Es stimmt nicht, daß es keine Verkehrsplanerinnen gibt

■ Verkehrsexpertin Petra Rau widerspricht der Verkehrsverwaltung: Auch Frauen wollen leitende Positionen/ Uni muß frauenfreundlicher werden

Berlin. In der Verkehrsverwaltung sitzen in den leitenden Positionen nur Männer (siehe gestriger Bericht). Die taz fragte Petra Rau, bis April dieses Jahres wissenschaftliche Mitarbeiterin an der TU für Verkehrsplanung, welche Auswirkungen die Männerdominanz auf die Verkehrspolitik hat und wie die Macht der Männer gebrochen werden kann.

taz: Verkehrssenator Haase (CDU) behauptet, daß seine Männer bei der Verkehrsplanung alle Verkehrsteilnehmer, auch Frauen, Kinder, Rentner und Behinderte, berücksichtigen. Stimmt das?

Petra Rau: Das Gegenteil trifft zu. Alle VerkehrsteilnehmerInnen müssen repräsentativ vertreten sein. Wenn aber Behindertenverbände oder Frauengruppen an die Verwaltung herantreten, werden sie nicht gehört. Daß an alle gedacht würde, kann man ganz klar widerlegen. Wenn man sich anguckt, wessen Tagesabläufe bei den Planungen Pate stehen, dann ist das der männliche Tagesablauf — und der ist autoorientiert.

Wodurch unterscheidet sich ein »männlicher Tagesablauf« von einem »weiblichen«?

Die Tagesabläufe von Männern sind durch einfache Wege gekennzeichnet. Morgens fahren sie zur Arbeit, abends nach Hause. Frauen sind dagegen nach wie vor für Hausarbeit und Kindererziehung zuständig, auch und gerade wenn sie berufstätig sind, so daß sie eine Menge zusätzlicher Wege bewältigen müssen. Sie müssen die Kinder wegbringen, einkaufen und überlegen, was sie miterledigen können.

Wie macht sich das im Straßenverkehr bemerkbar, daß Haases Männer den Alltag der Frauen nicht berücksichtigen?

Das wäre beispielsweise die fußläufige Erreichbarkeit von Infrastruktur. Nicht nur der Bäcker und das Lebensmittelgeschäft müssen um die Ecke sein, sondern auch der Kurzwarenladen.

Die Verkehrsverwaltung ist weder für die Lage von Bäckern, Supermärkten noch Kurzwarenläden zuständig.
****************************************
→ ZIEL 1
Beantworte kurz diese Fragen zum Interview über Verkehrsplanung:
(a) Bis wann war Petra Rau wissenschaftliche Mitarbeiterin an der TU?
(b) Welcher Partei gehört Verkehrssenator Haase an?
(c) Welcher Laden muss laut Petra Rau neben Bäcker und Lebensmittelgeschäft auch um die Ecke sein?
→ ZIEL 2
Schreib das Interview über Verkehrsplanung weiter, und zwar nach dem Satz über die Zuständigkeit der Verkehrsverwaltung.
Das Material stammt aus einer anderen Quelle als das Interview.

Ein Datenblock:
****************************************
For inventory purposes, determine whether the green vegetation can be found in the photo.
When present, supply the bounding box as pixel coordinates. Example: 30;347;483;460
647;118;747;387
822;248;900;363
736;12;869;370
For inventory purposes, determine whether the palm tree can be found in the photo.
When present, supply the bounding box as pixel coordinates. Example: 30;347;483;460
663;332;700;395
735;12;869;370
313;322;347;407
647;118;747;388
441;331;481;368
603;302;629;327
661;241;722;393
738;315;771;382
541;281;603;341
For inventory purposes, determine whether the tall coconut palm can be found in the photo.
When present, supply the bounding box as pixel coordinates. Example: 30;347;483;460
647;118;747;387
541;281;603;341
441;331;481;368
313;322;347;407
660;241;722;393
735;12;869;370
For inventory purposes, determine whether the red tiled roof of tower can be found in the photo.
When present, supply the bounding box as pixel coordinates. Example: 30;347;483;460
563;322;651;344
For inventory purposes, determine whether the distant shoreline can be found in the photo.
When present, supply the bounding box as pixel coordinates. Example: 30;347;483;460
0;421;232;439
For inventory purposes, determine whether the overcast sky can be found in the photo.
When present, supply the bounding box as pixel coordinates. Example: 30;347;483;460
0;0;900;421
****************************************
→ ERGEBNIS 1
(a) Bis April dieses Jahres.
(b) Der CDU.
(c) Der Kurzwarenladen.

→ ERGEBNIS 2
Wenn man kombinierte Wege hat, braucht man beispielsweise Straßen, die man zu jeder Zeit überall überqueren kann. Da brauchen wir nur zum Fenster hinauszugucken, dann sehen wir, welche Umwege wir zum Überqueren der Straße in Kauf nehmen müssen. Und zwar weil der Autoverkehr Priorität genießt und nicht das Zufußgehen.

Eine Verkehrsverwaltung, die die Interessen aller Berliner im Verkehr berücksichtigen will, müßte also anders besetzt sein.

Ja, sie müßte auf allen Ebenen ganauso viele Frauen wie Männer beschäftigen. Frauen stellen die Hälfte der Gesellschaft.

Die Verkehrsverwaltung behauptet, Frauen bei gleicher Qualifikation Männern gegenüber zu bevorzugen — sie hat auch die Verpflichtung aufgrund des Landes- Antidiskriminierungsgesetzes —, doch Frauen bewerben sich nicht.

Es gibt weniger Frauen, die Verkehrsplanung studieren. Aber es stimmt nicht, daß man keine bekommt. Natürlich müßte sich die Verwaltung intensiver bemühen. Es gibt an verkehrswissenschaftlichen Hochschulen Absolventinnen. Die Verwaltung könnte bundesweit suchen. Oder sie könnte sich an Frauenverbände wie die Feministische Organisation von Planerinnen und Architektinnen — ein bundesweites Netzwerk — wenden. Doch auf diese Idee kommt die Verwaltung nicht.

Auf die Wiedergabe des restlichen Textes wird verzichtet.